Work to complete – Reproduce the lines below, substituting "Locate" for every occurrence of "Point out" and leaving all other text unchanged.

Data excerpts –
··········

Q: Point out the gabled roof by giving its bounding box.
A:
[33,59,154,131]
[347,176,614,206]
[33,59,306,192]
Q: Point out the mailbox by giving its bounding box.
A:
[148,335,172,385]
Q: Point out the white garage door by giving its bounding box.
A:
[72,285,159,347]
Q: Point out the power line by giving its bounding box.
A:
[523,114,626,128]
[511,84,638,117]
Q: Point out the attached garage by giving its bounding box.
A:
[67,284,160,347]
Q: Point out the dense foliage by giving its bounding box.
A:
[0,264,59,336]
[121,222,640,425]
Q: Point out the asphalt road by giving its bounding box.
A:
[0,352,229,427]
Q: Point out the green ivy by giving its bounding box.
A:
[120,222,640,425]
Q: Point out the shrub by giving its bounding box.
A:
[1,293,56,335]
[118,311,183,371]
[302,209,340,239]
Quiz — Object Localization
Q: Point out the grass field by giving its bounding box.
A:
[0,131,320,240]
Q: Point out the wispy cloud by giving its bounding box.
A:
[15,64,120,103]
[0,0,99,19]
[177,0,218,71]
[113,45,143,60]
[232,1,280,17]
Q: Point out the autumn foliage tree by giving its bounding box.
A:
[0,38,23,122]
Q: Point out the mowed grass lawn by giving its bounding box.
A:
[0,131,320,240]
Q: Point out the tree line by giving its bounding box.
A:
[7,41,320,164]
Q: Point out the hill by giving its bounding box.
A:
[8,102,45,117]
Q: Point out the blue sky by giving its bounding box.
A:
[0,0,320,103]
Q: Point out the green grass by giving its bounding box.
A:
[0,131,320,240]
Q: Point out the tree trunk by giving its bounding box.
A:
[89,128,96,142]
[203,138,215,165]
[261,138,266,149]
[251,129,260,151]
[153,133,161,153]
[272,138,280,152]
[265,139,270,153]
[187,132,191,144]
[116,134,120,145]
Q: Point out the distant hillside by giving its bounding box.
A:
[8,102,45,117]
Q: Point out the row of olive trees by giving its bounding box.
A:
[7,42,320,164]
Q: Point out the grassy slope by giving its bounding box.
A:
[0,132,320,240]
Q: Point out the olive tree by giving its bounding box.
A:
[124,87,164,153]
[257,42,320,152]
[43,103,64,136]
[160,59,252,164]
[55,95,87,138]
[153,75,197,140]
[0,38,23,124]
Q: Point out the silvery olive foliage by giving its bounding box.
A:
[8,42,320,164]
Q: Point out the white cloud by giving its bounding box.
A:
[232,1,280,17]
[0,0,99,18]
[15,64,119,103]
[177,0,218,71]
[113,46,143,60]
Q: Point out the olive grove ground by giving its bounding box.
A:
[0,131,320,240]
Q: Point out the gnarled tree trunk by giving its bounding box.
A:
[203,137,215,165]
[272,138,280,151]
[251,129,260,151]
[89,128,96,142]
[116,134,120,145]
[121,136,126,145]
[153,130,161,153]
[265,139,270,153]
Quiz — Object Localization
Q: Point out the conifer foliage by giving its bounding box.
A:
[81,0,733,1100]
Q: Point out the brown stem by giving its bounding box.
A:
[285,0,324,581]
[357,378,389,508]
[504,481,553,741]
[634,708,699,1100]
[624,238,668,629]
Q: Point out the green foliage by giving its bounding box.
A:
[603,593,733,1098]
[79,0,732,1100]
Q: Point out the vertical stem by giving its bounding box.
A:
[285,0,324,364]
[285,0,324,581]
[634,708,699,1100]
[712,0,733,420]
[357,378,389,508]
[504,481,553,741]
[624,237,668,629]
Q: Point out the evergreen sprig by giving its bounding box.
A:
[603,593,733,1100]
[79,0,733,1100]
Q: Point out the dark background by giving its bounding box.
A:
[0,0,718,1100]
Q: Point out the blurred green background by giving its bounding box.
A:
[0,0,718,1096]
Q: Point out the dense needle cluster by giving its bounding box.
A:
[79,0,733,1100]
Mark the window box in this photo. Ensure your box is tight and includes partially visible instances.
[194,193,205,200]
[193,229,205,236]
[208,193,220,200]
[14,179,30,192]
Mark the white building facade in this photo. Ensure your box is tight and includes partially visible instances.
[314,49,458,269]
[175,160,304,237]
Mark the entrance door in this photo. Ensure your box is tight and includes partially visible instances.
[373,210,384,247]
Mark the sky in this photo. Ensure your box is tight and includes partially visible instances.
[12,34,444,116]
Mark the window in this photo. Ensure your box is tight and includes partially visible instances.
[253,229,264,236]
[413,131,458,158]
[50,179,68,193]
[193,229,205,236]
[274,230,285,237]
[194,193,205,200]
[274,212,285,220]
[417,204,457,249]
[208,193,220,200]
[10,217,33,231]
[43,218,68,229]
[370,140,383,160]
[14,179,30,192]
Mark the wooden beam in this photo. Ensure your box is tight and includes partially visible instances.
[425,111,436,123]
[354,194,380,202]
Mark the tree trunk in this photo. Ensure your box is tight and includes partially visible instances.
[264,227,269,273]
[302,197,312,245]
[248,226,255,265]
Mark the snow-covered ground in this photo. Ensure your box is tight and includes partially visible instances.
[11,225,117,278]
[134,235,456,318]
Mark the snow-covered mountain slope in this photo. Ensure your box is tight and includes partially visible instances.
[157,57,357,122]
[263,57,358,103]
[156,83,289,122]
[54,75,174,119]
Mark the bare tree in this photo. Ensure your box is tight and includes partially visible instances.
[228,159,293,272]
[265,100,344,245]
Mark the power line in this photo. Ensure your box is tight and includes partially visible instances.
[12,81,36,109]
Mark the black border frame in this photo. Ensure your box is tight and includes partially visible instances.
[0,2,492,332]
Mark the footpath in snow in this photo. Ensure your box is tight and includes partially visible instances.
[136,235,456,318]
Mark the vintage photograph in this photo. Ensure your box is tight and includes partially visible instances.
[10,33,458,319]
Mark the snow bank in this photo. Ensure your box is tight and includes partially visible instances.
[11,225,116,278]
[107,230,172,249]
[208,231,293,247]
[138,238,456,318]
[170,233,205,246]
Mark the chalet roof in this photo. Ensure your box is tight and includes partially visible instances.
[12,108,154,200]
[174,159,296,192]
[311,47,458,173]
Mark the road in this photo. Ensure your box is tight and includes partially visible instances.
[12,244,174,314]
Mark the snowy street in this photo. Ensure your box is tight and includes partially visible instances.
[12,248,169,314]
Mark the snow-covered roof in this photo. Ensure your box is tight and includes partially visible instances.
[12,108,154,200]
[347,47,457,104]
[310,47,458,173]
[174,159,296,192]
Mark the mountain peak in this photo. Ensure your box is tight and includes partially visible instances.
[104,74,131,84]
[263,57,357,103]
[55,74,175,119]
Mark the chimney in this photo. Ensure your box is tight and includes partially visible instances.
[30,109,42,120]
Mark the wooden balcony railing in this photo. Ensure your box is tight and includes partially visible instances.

··········

Answer to this problem –
Q: Locate the gabled roof by giving its bounding box.
A:
[33,59,154,131]
[347,176,614,206]
[33,59,306,192]
Q: Locate the mailbox by giving its bounding box.
A:
[148,335,172,385]
Q: Locate the white garage door by giving its bounding box.
A:
[72,285,159,347]
Q: Locate the power line by giving its bounding box.
A:
[523,114,626,128]
[511,84,638,117]
Q: Locate the attached garage by giving its bounding box.
A:
[67,284,160,347]
Q: Locate the dense foliage by giving its bounding box.
A:
[0,264,59,336]
[121,222,640,425]
Q: Locate the asphalt road by giving its bounding box.
A:
[0,352,229,427]
Q: Locate the green ivy by giving its bounding box.
A:
[120,222,640,425]
Q: Locate the shrub by giving its bounding box.
A:
[1,293,56,335]
[118,311,183,371]
[302,209,340,239]
Quiz — Object Localization
Q: Locate the grass field by giving its bounding box.
A:
[0,131,320,240]
Q: Locate the wispy cloud by giving its bounding box.
A:
[15,64,120,103]
[0,0,99,19]
[177,0,218,71]
[113,45,143,60]
[232,1,280,17]
Q: Locate the autumn foliage tree by giving its bounding box.
A:
[0,38,23,122]
Q: Locate the mowed grass lawn by giving its bounding box.
A:
[0,131,320,240]
Q: Locate the tree line by giving its bounding box.
A:
[7,41,320,164]
Q: Locate the hill by giving its bounding box.
A:
[8,102,45,117]
Q: Locate the blue sky by giving its bounding box.
A:
[0,0,320,103]
Q: Locate the green grass by giving its bounding box.
A:
[0,131,320,240]
Q: Locate the tree trunk by giving its bounding box.
A:
[89,128,96,142]
[203,138,215,165]
[261,138,266,149]
[251,129,260,151]
[153,133,161,153]
[272,138,280,152]
[265,139,270,153]
[187,132,191,144]
[116,134,120,145]
Q: Locate the distant hillside by giving its bounding box.
A:
[8,102,45,117]
Q: Locate the row of olive trees by giving its bounding box.
A:
[7,42,320,164]
Q: Locate the grassy slope by giving its bounding box.
A:
[0,132,320,240]
Q: Locate the olive tree by giving its bounding box.
A:
[124,87,164,153]
[257,42,320,152]
[43,103,64,136]
[160,59,252,164]
[55,95,87,138]
[153,75,197,140]
[0,38,23,124]
Q: Locate the silvery olive foliage by giving its bounding box.
A:
[8,42,320,164]
Q: Locate the white cloud by giving its bounding box.
A:
[232,1,280,17]
[0,0,99,18]
[15,64,119,103]
[177,0,218,71]
[113,46,143,60]
Q: Locate the olive grove ground by giving its bounding box.
A:
[0,131,320,240]
Q: Locate the gnarled tree trunk by giving its bounding box.
A:
[203,137,215,165]
[272,138,280,151]
[251,129,260,151]
[89,128,96,142]
[116,134,120,145]
[121,136,126,145]
[153,130,161,153]
[265,139,270,153]
Quiz — Object Localization
Q: Locate the conifer foliage by giving its bounding box.
A:
[81,0,733,1100]
Q: Locate the brown stem by giving its bounding box.
A:
[285,0,324,581]
[357,378,389,508]
[504,481,553,741]
[634,708,699,1100]
[624,238,668,629]
Q: Locate the green foliage by giving its bounding box.
A:
[603,593,733,1098]
[79,0,732,1100]
Q: Locate the vertical stem by giving its bounding box.
A:
[285,0,324,364]
[285,0,324,581]
[634,708,699,1100]
[712,0,733,420]
[357,378,389,508]
[504,481,553,741]
[624,237,668,629]
Q: Locate the evergreen sprig by giving its bounding box.
A:
[603,593,733,1100]
[79,0,733,1100]
Q: Locate the dark background by giving its bounding box.
A:
[0,0,718,1100]
Q: Locate the blurred green background by giving its bounding box.
A:
[0,0,718,1096]
Q: Locate the dense needle cluster by giving its bounding box.
A:
[79,0,733,1100]
Mark the window box in this photo. Ensure your box is tight and includes partially visible instances.
[194,193,205,200]
[193,229,205,236]
[208,193,220,200]
[14,179,30,192]
Mark the white building facade in this photo. Ensure your box is tight and includes partially visible instances.
[314,49,458,269]
[175,160,304,237]
Mark the entrance door in this photo. Ensure your box is tight and includes partially visible instances.
[373,210,384,247]
Mark the sky in this photo. Ensure your box is tight and includes partially visible instances.
[12,34,444,116]
Mark the window in this photo. Ensure your box is tight and includes partially visible instances.
[253,229,264,236]
[413,131,458,158]
[50,179,68,193]
[193,229,205,236]
[274,230,285,237]
[194,193,205,200]
[274,212,285,220]
[417,204,457,249]
[208,193,220,200]
[10,217,33,231]
[43,218,68,229]
[370,140,383,160]
[14,179,30,192]
Mark the wooden beam in this photo. Ensure your box is tight and includes partially visible instances.
[425,111,436,123]
[354,194,380,202]
Mark the tree trunk in this photo. Ensure your box is tight and includes partially visible instances.
[264,227,269,273]
[302,197,312,245]
[248,226,255,265]
Mark the snow-covered ground in this photo. Ensure your box is tight and includes partially visible instances.
[11,225,117,278]
[134,235,456,318]
Mark the snow-covered mountain slope in this photo. Ensure your box is tight and includes partially visible instances.
[157,57,357,122]
[263,57,358,103]
[156,83,289,122]
[54,75,174,119]
Mark the bare tree in this photo. Ensure your box is tight and includes partially visible instances.
[228,159,293,272]
[265,100,344,245]
Mark the power line in this photo. Ensure your box is tight and includes partially visible instances.
[12,81,36,109]
Mark the black border frame in this photo. Ensure your box is tight and includes partially visible instances.
[0,2,492,332]
Mark the footpath in snow in this photo. Ensure your box is tight and includes partially visible instances.
[136,235,456,318]
Mark the vintage photograph in this photo. Ensure your box is tight and includes partially visible instances.
[10,33,458,319]
Mark the snow bank in this photo. Ensure your box is tight and includes partially visible instances.
[11,225,116,278]
[107,230,172,249]
[208,231,293,247]
[138,238,456,318]
[170,233,205,246]
Mark the chalet roof in this photo. Ensure your box is tight and includes partially visible instances.
[12,108,154,200]
[174,159,296,192]
[311,47,458,173]
Mark the road in this photo. Ensure your box is tight and includes partially visible instances.
[12,244,174,314]
Mark the snowy street in this photo. Ensure your box is tight and includes partially visible instances.
[12,248,169,314]
Mark the snow-covered roof in this photo. Ensure your box is tight and includes partially visible instances.
[12,108,154,200]
[347,47,457,104]
[310,47,458,173]
[174,159,296,192]
Mark the mountain peak in this photo. Ensure your box is tight and includes partially visible instances.
[104,74,131,84]
[263,57,357,103]
[55,74,175,119]
Mark the chimney in this photo. Ensure your box is tight and includes partially visible instances.
[30,109,42,120]
Mark the wooden balcony railing in this photo. Ensure your box is tight and includes partially visible instances.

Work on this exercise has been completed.